*WHAT TO PRODUCE*
Collect every line below that contains the word "white" and copy each one in full.

*RECORDS FOR THE EXERCISE*

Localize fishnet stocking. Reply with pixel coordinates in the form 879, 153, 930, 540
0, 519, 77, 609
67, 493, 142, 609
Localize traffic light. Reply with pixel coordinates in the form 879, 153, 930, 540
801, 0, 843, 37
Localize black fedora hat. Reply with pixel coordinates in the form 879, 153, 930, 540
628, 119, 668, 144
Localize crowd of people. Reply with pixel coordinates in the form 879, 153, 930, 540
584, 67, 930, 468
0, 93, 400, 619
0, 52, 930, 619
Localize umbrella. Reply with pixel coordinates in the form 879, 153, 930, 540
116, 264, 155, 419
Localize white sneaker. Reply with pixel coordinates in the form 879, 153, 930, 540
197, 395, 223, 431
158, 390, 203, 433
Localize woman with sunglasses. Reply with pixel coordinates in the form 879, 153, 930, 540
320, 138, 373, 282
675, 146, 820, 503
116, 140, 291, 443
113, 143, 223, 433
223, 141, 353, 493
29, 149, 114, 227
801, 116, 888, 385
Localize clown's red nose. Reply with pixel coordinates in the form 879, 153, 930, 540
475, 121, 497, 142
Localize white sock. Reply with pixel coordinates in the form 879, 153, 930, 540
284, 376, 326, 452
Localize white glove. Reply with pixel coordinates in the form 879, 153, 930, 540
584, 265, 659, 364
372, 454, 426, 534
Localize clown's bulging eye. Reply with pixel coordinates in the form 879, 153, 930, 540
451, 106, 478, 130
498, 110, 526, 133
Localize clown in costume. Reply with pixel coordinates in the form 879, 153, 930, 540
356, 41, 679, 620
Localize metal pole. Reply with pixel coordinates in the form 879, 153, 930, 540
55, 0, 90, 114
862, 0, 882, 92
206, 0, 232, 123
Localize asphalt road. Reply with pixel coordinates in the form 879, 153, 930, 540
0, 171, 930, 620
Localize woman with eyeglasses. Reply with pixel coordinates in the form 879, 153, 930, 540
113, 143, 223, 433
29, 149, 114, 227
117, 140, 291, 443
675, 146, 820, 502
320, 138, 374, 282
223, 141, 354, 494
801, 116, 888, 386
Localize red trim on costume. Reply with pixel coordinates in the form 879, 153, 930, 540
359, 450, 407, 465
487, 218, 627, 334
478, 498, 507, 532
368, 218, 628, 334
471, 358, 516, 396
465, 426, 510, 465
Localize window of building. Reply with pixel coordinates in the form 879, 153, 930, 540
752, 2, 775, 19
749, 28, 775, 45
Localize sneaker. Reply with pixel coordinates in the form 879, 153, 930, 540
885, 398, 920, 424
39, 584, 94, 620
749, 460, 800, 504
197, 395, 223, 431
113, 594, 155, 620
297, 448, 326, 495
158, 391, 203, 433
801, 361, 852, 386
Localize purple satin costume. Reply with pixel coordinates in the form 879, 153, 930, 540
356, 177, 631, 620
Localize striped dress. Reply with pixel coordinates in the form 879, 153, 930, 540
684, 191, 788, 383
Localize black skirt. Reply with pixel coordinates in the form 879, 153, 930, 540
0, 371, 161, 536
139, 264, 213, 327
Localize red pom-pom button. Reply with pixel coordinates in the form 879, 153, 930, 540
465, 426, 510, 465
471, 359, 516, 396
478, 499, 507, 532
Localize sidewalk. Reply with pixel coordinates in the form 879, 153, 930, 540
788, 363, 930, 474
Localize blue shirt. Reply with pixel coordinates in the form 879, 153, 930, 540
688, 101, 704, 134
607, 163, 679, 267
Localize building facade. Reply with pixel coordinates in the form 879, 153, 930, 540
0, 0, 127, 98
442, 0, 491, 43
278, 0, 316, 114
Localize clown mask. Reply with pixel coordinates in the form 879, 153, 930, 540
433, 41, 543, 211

*ANSWER BELOW*
Localize white sneaker. Reply with pixel coordinates in the form 879, 153, 930, 540
Localize white sock. Reply with pixel coordinates in the form 879, 153, 930, 540
Localize white glove. Reply with pixel coordinates in the form 879, 153, 930, 540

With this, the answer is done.